WHAT NEEDS TO BE DONE:
Output all of the data below exactly as given.

DATA ROWS:
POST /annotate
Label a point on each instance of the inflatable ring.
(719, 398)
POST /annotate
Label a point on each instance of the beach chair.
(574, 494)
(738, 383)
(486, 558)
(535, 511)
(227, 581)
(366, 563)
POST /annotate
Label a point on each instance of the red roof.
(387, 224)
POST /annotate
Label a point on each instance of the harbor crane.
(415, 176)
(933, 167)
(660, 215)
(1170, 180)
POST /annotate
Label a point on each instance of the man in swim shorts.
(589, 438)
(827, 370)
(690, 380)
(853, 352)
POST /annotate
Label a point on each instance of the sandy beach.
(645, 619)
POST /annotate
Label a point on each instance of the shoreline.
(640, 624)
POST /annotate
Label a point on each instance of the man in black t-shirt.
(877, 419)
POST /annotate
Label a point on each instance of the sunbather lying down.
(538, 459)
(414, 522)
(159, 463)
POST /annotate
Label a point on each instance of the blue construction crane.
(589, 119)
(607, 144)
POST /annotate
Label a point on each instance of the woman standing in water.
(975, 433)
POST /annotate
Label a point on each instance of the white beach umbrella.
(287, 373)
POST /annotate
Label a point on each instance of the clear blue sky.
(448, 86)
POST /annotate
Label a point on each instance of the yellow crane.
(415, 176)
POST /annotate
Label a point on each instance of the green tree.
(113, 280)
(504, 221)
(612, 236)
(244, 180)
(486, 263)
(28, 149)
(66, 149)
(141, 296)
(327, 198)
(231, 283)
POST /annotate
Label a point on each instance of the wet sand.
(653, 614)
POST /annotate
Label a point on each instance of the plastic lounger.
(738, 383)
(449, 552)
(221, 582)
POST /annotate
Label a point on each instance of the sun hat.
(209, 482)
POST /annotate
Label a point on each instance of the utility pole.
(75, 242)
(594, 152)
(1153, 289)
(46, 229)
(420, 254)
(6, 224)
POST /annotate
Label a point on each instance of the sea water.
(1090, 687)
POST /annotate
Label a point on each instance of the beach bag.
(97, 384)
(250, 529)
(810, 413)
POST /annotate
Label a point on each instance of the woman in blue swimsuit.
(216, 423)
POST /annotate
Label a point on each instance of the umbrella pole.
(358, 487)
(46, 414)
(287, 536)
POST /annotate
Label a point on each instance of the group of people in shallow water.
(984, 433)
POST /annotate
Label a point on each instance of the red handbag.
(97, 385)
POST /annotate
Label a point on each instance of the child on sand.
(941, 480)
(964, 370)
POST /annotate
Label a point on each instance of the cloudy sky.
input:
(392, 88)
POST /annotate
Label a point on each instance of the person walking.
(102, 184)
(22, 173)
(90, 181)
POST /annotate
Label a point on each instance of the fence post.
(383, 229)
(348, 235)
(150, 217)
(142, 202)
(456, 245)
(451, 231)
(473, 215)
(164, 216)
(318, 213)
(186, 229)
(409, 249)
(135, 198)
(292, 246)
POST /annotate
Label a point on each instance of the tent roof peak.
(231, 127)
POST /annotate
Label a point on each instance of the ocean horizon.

EXERCISE RESPONSE:
POST /annotate
Label a point on each instance of the inflatable ring.
(719, 398)
POST /annotate
Label a point on each instance of the beach chair.
(574, 494)
(738, 383)
(486, 558)
(535, 511)
(227, 581)
(366, 563)
POST /annotate
Label a point on each instance of the red roof.
(387, 224)
POST /annotate
Label a point on each instance of the harbor crane.
(415, 176)
(933, 167)
(660, 215)
(1170, 180)
POST /annotate
Label a point on each instance of the man in swim shorts.
(589, 438)
(827, 370)
(690, 380)
(853, 352)
POST /annotate
Label a point on each instance of the sandy beach.
(645, 619)
POST /annotate
Label a point on each instance of the shoreline.
(640, 624)
POST /annotate
Label a point on each instance of the man in black t-shirt.
(877, 419)
POST /annotate
Label a point on each instance of the sunbather lying down.
(538, 459)
(414, 522)
(159, 463)
POST /annotate
Label a point on each instance of the blue construction crane.
(589, 119)
(607, 144)
POST /annotate
Label a point on each instance of the woman standing in water.
(975, 433)
POST /annotate
Label a point on each instance of the white beach umbrella.
(287, 373)
POST /annotate
Label a point on each instance of the clear blue sky.
(448, 86)
POST /annotate
Label a point on each instance of the yellow crane.
(415, 176)
POST /annotate
Label a point on each instance of the green tree.
(113, 280)
(504, 221)
(612, 236)
(244, 180)
(486, 263)
(28, 149)
(66, 149)
(141, 296)
(327, 198)
(231, 283)
POST /annotate
Label a point on each instance of the wet sand.
(653, 614)
POST /annotate
Label a point on each instance of the plastic lounger.
(738, 383)
(449, 552)
(221, 582)
POST /annotate
Label a point on each instance of the sun hat.
(209, 482)
POST /annotate
Label a point on each instance of the utility pole.
(75, 242)
(594, 152)
(1153, 289)
(46, 229)
(420, 254)
(6, 224)
POST /annotate
Label a point on each instance of the sea water.
(1090, 687)
POST /annotate
Label a point on each instance of the beach bag.
(97, 384)
(250, 529)
(810, 413)
POST /annotate
Label a point on each instance of the woman in blue swimsuit.
(216, 423)
POST /annotate
Label a point on each instance of the umbrella pole.
(358, 487)
(46, 414)
(287, 536)
POST /annotate
Label a point on each instance of the group of people in shallow water.
(984, 433)
POST /annotate
Label a point on each instance of the red handbag.
(97, 385)
POST /annotate
Label a point on each instance of the child on sand.
(941, 480)
(964, 370)
POST /annotate
Label a point on each instance of the cloudy sky.
input:
(392, 88)
POST /annotate
Label a point on each instance of the person walking.
(102, 184)
(22, 173)
(90, 181)
POST /annotate
Label a point on each instance of the fence post.
(383, 229)
(348, 235)
(150, 217)
(142, 202)
(456, 245)
(451, 231)
(473, 215)
(164, 216)
(318, 213)
(186, 229)
(409, 249)
(135, 198)
(292, 246)
POST /annotate
Label a point on each instance of the tent roof peak.
(231, 127)
POST /annotate
Label a point on each instance of the ocean horizon.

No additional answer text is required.